**Exercise brief**
Copy the records below, substituting "foreground clicks" for each occurrence of "positive clicks" and leaving everything else unchanged.

**Given entries**
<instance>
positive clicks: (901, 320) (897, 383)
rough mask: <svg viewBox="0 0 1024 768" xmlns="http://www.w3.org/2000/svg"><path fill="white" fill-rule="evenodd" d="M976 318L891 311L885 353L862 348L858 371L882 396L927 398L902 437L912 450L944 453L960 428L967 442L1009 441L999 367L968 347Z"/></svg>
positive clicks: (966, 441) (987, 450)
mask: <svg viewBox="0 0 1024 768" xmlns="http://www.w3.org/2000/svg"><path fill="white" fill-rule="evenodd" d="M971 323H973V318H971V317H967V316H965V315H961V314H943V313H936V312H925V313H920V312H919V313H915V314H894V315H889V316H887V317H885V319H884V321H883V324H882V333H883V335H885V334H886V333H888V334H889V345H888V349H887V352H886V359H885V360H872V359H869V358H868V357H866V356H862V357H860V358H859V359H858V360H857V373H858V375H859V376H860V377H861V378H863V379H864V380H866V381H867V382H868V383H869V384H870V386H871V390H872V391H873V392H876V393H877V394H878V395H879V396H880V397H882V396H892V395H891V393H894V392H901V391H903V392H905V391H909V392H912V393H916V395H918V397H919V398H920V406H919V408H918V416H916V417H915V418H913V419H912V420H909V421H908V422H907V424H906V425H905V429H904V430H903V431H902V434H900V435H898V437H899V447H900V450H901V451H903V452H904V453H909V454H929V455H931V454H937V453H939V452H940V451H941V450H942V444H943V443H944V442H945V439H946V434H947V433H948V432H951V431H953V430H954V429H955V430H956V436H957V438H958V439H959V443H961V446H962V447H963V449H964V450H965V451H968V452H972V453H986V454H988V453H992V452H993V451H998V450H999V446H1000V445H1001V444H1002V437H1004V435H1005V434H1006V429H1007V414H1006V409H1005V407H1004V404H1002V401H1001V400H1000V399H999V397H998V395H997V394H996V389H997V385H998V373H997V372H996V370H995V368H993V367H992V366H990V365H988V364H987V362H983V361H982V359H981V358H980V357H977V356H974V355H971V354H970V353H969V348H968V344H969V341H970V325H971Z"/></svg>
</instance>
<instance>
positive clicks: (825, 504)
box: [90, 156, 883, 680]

**Problem solution**
<instance>
foreground clicks: (901, 320) (897, 383)
rough mask: <svg viewBox="0 0 1024 768" xmlns="http://www.w3.org/2000/svg"><path fill="white" fill-rule="evenodd" d="M976 318L891 311L885 353L862 348L858 371L882 396L927 398L902 437L912 450L944 453L960 428L967 442L1009 441L999 367L968 347Z"/></svg>
foreground clicks: (966, 441) (987, 450)
mask: <svg viewBox="0 0 1024 768" xmlns="http://www.w3.org/2000/svg"><path fill="white" fill-rule="evenodd" d="M971 323H973V318H971V317H967V316H965V315H961V314H943V313H936V312H925V313H920V312H919V313H915V314H894V315H889V316H887V317H885V319H884V321H883V324H882V333H883V335H885V334H886V333H888V334H889V345H888V349H887V352H886V359H885V360H872V359H869V358H868V357H866V356H862V357H860V358H859V359H858V360H857V373H858V375H859V376H860V377H861V378H863V379H864V380H866V381H867V382H868V383H869V384H870V386H871V390H872V391H873V392H876V393H877V394H878V395H879V396H880V397H882V396H892V395H891V393H894V392H901V391H903V392H905V391H909V392H912V393H916V395H918V397H919V398H920V406H919V408H918V416H916V417H915V418H913V419H912V420H909V421H908V422H907V424H906V425H905V429H904V430H903V431H902V434H900V435H898V437H899V447H900V450H901V451H903V452H904V453H909V454H929V455H931V454H937V453H939V452H940V451H941V450H942V444H943V443H944V442H945V439H946V434H947V433H948V432H951V431H953V430H954V429H955V430H956V436H957V438H958V439H959V443H961V446H962V447H963V449H964V450H965V451H968V452H972V453H986V454H988V453H992V452H993V451H998V450H999V446H1000V445H1001V444H1002V437H1004V435H1005V434H1006V429H1007V414H1006V409H1005V407H1004V404H1002V401H1001V400H1000V399H999V397H998V395H997V394H996V389H997V385H998V373H997V372H996V370H995V368H993V367H992V366H990V365H988V364H987V362H983V361H982V359H981V358H980V357H977V356H974V355H971V354H970V353H969V348H968V344H969V341H970V325H971Z"/></svg>
</instance>
<instance>
foreground clicks: (825, 504)
box: [90, 156, 883, 680]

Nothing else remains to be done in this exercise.